Lines of data
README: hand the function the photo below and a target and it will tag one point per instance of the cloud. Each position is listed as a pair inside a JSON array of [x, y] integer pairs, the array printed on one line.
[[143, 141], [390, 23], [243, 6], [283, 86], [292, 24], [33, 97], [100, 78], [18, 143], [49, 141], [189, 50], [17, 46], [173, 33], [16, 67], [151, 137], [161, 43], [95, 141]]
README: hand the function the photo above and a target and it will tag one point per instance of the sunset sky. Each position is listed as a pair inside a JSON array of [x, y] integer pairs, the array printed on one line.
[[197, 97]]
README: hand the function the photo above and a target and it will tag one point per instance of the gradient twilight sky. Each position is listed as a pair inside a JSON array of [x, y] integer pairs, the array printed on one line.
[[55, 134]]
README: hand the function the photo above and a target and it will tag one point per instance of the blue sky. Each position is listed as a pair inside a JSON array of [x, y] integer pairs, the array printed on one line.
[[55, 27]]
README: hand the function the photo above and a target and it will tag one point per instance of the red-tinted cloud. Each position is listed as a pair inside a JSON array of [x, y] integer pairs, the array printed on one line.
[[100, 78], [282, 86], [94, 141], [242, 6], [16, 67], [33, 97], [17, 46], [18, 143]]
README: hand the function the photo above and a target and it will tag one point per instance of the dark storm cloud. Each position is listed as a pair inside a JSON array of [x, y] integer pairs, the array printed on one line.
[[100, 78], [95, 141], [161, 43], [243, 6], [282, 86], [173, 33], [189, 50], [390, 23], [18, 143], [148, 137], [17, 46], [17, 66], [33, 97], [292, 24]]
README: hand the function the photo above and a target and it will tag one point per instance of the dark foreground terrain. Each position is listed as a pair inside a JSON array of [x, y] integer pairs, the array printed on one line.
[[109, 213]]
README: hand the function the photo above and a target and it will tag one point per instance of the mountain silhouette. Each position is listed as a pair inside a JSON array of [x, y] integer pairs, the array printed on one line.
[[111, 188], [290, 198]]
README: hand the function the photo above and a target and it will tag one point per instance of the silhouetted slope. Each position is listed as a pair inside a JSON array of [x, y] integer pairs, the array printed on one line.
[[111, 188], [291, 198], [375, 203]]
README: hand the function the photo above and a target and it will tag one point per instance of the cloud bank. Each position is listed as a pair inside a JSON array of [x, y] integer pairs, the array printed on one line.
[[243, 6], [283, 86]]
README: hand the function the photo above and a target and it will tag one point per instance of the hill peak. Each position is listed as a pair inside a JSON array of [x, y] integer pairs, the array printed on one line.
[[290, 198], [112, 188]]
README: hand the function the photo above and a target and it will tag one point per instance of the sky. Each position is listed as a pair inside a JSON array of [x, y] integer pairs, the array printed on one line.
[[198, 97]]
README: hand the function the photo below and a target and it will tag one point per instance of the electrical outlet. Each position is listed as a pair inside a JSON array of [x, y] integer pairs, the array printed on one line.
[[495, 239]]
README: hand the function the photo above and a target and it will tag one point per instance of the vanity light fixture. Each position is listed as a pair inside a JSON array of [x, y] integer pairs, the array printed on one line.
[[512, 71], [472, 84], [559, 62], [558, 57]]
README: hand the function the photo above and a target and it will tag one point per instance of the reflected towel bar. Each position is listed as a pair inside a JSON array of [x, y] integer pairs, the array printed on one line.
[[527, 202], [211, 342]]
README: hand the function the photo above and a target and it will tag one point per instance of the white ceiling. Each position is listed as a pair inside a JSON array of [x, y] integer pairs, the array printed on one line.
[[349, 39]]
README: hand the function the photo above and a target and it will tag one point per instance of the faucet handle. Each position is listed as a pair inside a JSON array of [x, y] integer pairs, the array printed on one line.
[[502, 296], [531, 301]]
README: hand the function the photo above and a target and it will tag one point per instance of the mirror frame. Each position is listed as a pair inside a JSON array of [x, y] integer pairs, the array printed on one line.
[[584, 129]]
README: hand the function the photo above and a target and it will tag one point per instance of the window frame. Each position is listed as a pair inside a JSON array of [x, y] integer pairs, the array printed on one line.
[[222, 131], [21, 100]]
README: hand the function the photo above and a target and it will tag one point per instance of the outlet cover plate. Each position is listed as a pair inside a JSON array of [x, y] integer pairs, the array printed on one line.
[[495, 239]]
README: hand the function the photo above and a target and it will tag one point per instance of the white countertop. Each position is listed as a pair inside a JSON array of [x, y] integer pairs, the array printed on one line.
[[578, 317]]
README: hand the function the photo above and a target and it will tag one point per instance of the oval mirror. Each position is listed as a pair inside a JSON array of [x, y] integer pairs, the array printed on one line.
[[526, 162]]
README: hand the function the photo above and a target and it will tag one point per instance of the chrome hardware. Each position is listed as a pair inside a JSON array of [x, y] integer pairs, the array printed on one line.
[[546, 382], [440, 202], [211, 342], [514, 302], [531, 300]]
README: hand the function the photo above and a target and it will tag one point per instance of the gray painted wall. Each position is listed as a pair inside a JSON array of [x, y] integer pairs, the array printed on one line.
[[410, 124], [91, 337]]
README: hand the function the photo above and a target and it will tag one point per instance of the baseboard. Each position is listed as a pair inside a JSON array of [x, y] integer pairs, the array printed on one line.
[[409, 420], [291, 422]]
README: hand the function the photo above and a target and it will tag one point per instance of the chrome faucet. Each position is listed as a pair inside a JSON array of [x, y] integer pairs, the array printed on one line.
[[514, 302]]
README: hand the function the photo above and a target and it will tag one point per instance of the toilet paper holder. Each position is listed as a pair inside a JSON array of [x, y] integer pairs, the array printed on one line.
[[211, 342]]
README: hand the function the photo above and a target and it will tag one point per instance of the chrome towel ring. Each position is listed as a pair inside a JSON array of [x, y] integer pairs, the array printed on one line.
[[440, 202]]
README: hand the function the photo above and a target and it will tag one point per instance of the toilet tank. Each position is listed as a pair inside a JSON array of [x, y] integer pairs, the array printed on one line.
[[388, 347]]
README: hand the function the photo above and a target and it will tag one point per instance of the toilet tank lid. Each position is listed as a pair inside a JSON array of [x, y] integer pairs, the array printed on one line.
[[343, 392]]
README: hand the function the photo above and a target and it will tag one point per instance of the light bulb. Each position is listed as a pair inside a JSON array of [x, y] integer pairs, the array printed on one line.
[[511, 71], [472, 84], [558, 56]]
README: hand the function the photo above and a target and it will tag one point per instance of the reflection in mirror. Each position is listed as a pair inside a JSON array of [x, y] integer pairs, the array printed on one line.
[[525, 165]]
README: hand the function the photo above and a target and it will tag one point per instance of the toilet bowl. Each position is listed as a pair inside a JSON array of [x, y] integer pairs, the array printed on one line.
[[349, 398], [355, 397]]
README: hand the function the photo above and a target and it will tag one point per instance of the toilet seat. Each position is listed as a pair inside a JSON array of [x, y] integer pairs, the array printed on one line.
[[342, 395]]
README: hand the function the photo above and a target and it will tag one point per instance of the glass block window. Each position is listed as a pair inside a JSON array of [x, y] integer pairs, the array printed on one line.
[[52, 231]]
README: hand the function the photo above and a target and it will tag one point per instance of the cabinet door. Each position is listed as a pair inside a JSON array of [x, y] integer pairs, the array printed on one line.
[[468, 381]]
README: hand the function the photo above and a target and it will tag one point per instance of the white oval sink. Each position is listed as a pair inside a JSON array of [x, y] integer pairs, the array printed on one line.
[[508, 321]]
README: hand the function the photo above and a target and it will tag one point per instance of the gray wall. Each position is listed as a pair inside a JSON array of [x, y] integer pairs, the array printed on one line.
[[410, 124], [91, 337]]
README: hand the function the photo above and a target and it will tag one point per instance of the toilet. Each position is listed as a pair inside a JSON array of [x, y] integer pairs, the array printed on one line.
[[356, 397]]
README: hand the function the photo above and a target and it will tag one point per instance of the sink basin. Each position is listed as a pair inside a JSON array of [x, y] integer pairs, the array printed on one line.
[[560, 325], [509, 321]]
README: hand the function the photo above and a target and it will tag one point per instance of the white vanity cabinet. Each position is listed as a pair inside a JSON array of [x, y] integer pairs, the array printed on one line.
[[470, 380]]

DIRECTIVE = Turn the stretch of the listing from the line containing "of the mountain" through the line containing "[[198, 97]]" into a numbered list, skipping any blank lines.

FINISHED EXERCISE =
1. README: hand the function the photo above and a target and it will tag one point per instance of the mountain silhouette. Each position is listed as a pair inside a JSON array of [x, y] integer pairs, the array printed on one line.
2. [[111, 188], [290, 198]]
3. README: hand the function the photo above and a target and it will tag one point per instance of the silhouetted slope. Each position is listed as a pair inside a JSON array of [x, y] integer pairs, the array printed on one line.
4. [[111, 188], [291, 198], [375, 203]]
5. README: hand the function the photo above and a target and it will tag one point per instance of the cloud bank. Each position is listed as a pair inside a JSON array of [x, y] integer pairs, the array printed on one line.
6. [[243, 6], [283, 86]]
7. README: hand the function the photo above and a target and it will tag one point per instance of the hill peak. Each position is listed as a pair inside a JSON array of [x, y] integer pairs, the array printed on one line.
8. [[290, 198], [112, 188]]
9. README: hand the function the photo above and a target and it will tag one point per instance of the sky. Each position is listed as a pair inside a JSON array of [x, y] integer pairs, the array printed on one line.
10. [[198, 97]]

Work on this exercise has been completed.